▸ **Instructions to follow**: Convert the items below into a JSON list of strings with one string for each line, and leave out blank lines.

▸ **Data for the task**:
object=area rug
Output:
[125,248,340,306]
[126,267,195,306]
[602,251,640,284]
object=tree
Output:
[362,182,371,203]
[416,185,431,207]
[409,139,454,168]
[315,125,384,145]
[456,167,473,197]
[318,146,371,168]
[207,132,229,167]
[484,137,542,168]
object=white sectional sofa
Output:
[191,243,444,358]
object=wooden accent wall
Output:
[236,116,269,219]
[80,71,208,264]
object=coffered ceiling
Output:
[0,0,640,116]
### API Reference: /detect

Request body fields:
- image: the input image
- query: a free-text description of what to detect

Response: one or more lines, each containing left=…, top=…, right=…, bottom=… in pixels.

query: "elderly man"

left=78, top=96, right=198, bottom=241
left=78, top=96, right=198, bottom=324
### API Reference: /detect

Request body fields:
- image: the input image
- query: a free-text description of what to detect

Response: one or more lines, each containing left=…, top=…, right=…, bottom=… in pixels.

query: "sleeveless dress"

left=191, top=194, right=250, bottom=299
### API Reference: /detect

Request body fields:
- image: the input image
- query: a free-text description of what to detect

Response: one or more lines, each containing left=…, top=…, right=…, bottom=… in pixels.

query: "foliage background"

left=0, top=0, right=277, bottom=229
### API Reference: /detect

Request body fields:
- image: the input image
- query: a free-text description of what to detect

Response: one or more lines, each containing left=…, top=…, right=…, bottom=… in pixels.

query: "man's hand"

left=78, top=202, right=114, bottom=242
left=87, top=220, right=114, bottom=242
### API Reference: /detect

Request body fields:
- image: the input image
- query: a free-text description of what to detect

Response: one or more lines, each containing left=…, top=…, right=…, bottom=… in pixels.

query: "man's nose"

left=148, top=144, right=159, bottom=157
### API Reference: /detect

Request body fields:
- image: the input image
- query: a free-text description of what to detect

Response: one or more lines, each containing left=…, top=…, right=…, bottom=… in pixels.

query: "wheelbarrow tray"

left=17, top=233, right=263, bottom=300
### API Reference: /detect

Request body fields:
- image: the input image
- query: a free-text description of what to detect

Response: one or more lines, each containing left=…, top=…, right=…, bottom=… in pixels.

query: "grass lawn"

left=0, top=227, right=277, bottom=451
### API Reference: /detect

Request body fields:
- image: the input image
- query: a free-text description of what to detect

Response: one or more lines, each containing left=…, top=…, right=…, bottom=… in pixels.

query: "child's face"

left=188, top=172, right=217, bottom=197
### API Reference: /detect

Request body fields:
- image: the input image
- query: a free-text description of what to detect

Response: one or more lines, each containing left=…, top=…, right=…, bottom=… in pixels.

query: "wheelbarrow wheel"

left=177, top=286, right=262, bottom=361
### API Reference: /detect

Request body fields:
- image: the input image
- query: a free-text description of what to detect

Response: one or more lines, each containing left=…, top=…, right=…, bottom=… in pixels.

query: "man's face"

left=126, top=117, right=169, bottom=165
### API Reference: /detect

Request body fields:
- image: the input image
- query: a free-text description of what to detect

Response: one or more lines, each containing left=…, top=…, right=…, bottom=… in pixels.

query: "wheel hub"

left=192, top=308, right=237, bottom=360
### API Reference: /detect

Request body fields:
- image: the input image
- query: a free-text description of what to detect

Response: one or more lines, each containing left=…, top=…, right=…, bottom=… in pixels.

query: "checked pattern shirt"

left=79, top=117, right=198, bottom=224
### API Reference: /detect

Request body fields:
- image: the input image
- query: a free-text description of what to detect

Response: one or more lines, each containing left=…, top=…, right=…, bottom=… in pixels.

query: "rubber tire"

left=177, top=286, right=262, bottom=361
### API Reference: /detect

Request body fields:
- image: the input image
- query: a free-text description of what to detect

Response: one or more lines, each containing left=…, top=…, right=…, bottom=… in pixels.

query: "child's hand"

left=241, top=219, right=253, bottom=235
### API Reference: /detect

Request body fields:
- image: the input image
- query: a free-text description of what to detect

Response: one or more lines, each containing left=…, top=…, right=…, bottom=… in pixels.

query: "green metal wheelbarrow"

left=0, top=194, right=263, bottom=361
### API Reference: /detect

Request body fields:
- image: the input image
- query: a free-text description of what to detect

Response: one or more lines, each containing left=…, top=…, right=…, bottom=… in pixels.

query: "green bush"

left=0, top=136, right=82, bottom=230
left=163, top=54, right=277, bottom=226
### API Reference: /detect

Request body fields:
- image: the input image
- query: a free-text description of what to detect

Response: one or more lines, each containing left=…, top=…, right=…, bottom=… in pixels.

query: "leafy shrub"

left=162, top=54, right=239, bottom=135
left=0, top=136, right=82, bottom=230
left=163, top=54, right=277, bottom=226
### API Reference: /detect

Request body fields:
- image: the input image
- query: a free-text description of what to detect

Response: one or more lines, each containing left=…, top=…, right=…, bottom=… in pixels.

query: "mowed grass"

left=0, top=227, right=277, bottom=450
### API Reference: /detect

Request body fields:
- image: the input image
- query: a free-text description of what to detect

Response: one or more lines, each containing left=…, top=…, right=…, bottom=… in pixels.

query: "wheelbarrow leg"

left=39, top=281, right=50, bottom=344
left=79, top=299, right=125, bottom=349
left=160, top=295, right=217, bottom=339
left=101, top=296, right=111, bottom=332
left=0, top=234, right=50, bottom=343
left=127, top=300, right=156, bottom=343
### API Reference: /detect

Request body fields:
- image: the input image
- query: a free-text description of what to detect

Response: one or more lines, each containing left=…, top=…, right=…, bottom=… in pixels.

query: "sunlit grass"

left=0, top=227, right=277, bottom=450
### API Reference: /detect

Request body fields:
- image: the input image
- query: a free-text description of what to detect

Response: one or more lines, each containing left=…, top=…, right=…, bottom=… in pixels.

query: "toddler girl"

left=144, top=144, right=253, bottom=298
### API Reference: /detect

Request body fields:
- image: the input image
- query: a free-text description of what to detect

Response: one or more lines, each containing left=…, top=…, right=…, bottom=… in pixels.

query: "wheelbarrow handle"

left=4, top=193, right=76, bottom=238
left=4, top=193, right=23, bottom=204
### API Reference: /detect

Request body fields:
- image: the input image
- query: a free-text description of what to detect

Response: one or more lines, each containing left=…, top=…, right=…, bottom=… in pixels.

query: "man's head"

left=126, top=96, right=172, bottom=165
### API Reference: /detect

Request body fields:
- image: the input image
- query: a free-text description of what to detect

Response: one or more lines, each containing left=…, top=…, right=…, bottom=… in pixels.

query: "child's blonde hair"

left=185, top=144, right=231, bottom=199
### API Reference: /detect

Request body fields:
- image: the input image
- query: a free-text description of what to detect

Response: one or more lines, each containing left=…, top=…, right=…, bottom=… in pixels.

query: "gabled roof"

▸ **Expected answer**:
[
  "object=area rug",
  "Output:",
  "[125,248,340,306]",
  "[126,267,195,306]",
  "[602,251,640,284]",
  "object=tree",
  "Output:",
  "[362,182,371,203]",
  "[416,185,431,207]",
  "[409,139,454,168]",
  "[315,125,384,145]",
  "[456,167,473,197]",
  "[318,146,371,168]",
  "[207,132,229,167]",
  "[484,137,542,168]",
  "object=white sectional sofa",
  "Output:",
  "[191,243,444,358]",
  "object=wooden accent wall",
  "Output:",
  "[236,116,269,219]",
  "[80,71,208,264]",
  "object=coffered ceiling",
  "Output:",
  "[0,0,640,116]",
  "### API Reference: /detect",
  "Request body fields:",
  "- image: the input image",
  "- query: a free-text description of what to detect",
  "Response: one or more lines, each containing left=…, top=…, right=…, bottom=… in pixels.",
  "query: \"elderly man\"",
  "left=78, top=96, right=198, bottom=241",
  "left=78, top=96, right=198, bottom=324",
  "### API Reference: /detect",
  "Request body fields:",
  "- image: the input image",
  "- query: a free-text description of what to detect",
  "Response: one or more lines, each containing left=…, top=…, right=…, bottom=… in pixels.",
  "query: \"sleeveless dress\"",
  "left=191, top=194, right=250, bottom=299",
  "### API Reference: /detect",
  "Request body fields:",
  "- image: the input image",
  "- query: a free-text description of what to detect",
  "Response: one or more lines, each containing left=…, top=…, right=…, bottom=… in pixels.",
  "query: \"foliage background\"",
  "left=0, top=0, right=277, bottom=229",
  "### API Reference: /detect",
  "Request body fields:",
  "- image: the input image",
  "- query: a free-text description of what to detect",
  "Response: one or more lines, each containing left=…, top=…, right=…, bottom=… in pixels.",
  "query: \"man's hand\"",
  "left=78, top=202, right=114, bottom=242",
  "left=87, top=220, right=114, bottom=242",
  "### API Reference: /detect",
  "Request body fields:",
  "- image: the input image",
  "- query: a free-text description of what to detect",
  "Response: one or more lines, each containing left=…, top=…, right=…, bottom=… in pixels.",
  "query: \"man's nose\"",
  "left=148, top=144, right=159, bottom=157",
  "### API Reference: /detect",
  "Request body fields:",
  "- image: the input image",
  "- query: a free-text description of what to detect",
  "Response: one or more lines, each containing left=…, top=…, right=…, bottom=… in pixels.",
  "query: \"wheelbarrow tray\"",
  "left=17, top=233, right=263, bottom=300",
  "### API Reference: /detect",
  "Request body fields:",
  "- image: the input image",
  "- query: a free-text description of what to detect",
  "Response: one or more lines, each containing left=…, top=…, right=…, bottom=… in pixels.",
  "query: \"grass lawn\"",
  "left=0, top=227, right=277, bottom=451",
  "### API Reference: /detect",
  "Request body fields:",
  "- image: the input image",
  "- query: a free-text description of what to detect",
  "Response: one or more lines, each containing left=…, top=…, right=…, bottom=… in pixels.",
  "query: \"child's face\"",
  "left=188, top=172, right=217, bottom=197",
  "### API Reference: /detect",
  "Request body fields:",
  "- image: the input image",
  "- query: a free-text description of what to detect",
  "Response: one or more lines, each containing left=…, top=…, right=…, bottom=… in pixels.",
  "query: \"wheelbarrow wheel\"",
  "left=177, top=286, right=262, bottom=361",
  "### API Reference: /detect",
  "Request body fields:",
  "- image: the input image",
  "- query: a free-text description of what to detect",
  "Response: one or more lines, each containing left=…, top=…, right=…, bottom=… in pixels.",
  "query: \"man's face\"",
  "left=126, top=117, right=169, bottom=165",
  "### API Reference: /detect",
  "Request body fields:",
  "- image: the input image",
  "- query: a free-text description of what to detect",
  "Response: one or more lines, each containing left=…, top=…, right=…, bottom=… in pixels.",
  "query: \"wheel hub\"",
  "left=192, top=308, right=237, bottom=360",
  "### API Reference: /detect",
  "Request body fields:",
  "- image: the input image",
  "- query: a free-text description of what to detect",
  "Response: one or more lines, each containing left=…, top=…, right=…, bottom=… in pixels.",
  "query: \"checked pattern shirt\"",
  "left=79, top=117, right=198, bottom=224",
  "### API Reference: /detect",
  "Request body fields:",
  "- image: the input image",
  "- query: a free-text description of what to detect",
  "Response: one or more lines, each containing left=…, top=…, right=…, bottom=… in pixels.",
  "query: \"rubber tire\"",
  "left=177, top=286, right=262, bottom=361",
  "### API Reference: /detect",
  "Request body fields:",
  "- image: the input image",
  "- query: a free-text description of what to detect",
  "Response: one or more lines, each containing left=…, top=…, right=…, bottom=… in pixels.",
  "query: \"child's hand\"",
  "left=241, top=219, right=253, bottom=235",
  "### API Reference: /detect",
  "Request body fields:",
  "- image: the input image",
  "- query: a free-text description of what to detect",
  "Response: one or more lines, each containing left=…, top=…, right=…, bottom=… in pixels.",
  "query: \"green metal wheelbarrow\"",
  "left=0, top=194, right=263, bottom=361",
  "### API Reference: /detect",
  "Request body fields:",
  "- image: the input image",
  "- query: a free-text description of what to detect",
  "Response: one or more lines, each containing left=…, top=…, right=…, bottom=… in pixels.",
  "query: \"green bush\"",
  "left=0, top=136, right=82, bottom=230",
  "left=163, top=54, right=277, bottom=226",
  "### API Reference: /detect",
  "Request body fields:",
  "- image: the input image",
  "- query: a free-text description of what to detect",
  "Response: one or more lines, each containing left=…, top=…, right=…, bottom=… in pixels.",
  "query: \"leafy shrub\"",
  "left=162, top=54, right=239, bottom=135",
  "left=0, top=136, right=82, bottom=230",
  "left=163, top=54, right=277, bottom=226",
  "### API Reference: /detect",
  "Request body fields:",
  "- image: the input image",
  "- query: a free-text description of what to detect",
  "Response: one or more lines, each containing left=…, top=…, right=…, bottom=… in pixels.",
  "query: \"mowed grass\"",
  "left=0, top=227, right=277, bottom=450",
  "### API Reference: /detect",
  "Request body fields:",
  "- image: the input image",
  "- query: a free-text description of what to detect",
  "Response: one or more lines, each containing left=…, top=…, right=…, bottom=… in pixels.",
  "query: \"wheelbarrow leg\"",
  "left=39, top=281, right=50, bottom=344",
  "left=79, top=299, right=125, bottom=349",
  "left=160, top=295, right=217, bottom=339",
  "left=101, top=296, right=111, bottom=332",
  "left=0, top=234, right=50, bottom=343",
  "left=127, top=300, right=156, bottom=343",
  "### API Reference: /detect",
  "Request body fields:",
  "- image: the input image",
  "- query: a free-text description of what to detect",
  "Response: one or more lines, each containing left=…, top=…, right=…, bottom=… in pixels.",
  "query: \"sunlit grass\"",
  "left=0, top=227, right=277, bottom=450",
  "### API Reference: /detect",
  "Request body fields:",
  "- image: the input image",
  "- query: a free-text description of what to detect",
  "Response: one or more lines, each containing left=…, top=…, right=…, bottom=… in pixels.",
  "query: \"toddler girl\"",
  "left=144, top=144, right=253, bottom=298",
  "### API Reference: /detect",
  "Request body fields:",
  "- image: the input image",
  "- query: a free-text description of what to detect",
  "Response: one or more lines, each containing left=…, top=…, right=…, bottom=… in pixels.",
  "query: \"wheelbarrow handle\"",
  "left=4, top=193, right=76, bottom=238",
  "left=4, top=193, right=23, bottom=204",
  "### API Reference: /detect",
  "Request body fields:",
  "- image: the input image",
  "- query: a free-text description of what to detect",
  "Response: one or more lines, each containing left=…, top=…, right=…, bottom=… in pixels.",
  "query: \"man's head\"",
  "left=126, top=96, right=172, bottom=165",
  "### API Reference: /detect",
  "Request body fields:",
  "- image: the input image",
  "- query: a free-text description of what to detect",
  "Response: one or more lines, each containing left=…, top=…, right=…, bottom=… in pixels.",
  "query: \"child's blonde hair\"",
  "left=185, top=144, right=231, bottom=199",
  "### API Reference: /detect",
  "Request body fields:",
  "- image: the input image",
  "- query: a free-text description of what to detect",
  "Response: one or more lines, each containing left=…, top=…, right=…, bottom=… in pixels.",
  "query: \"gabled roof\""
]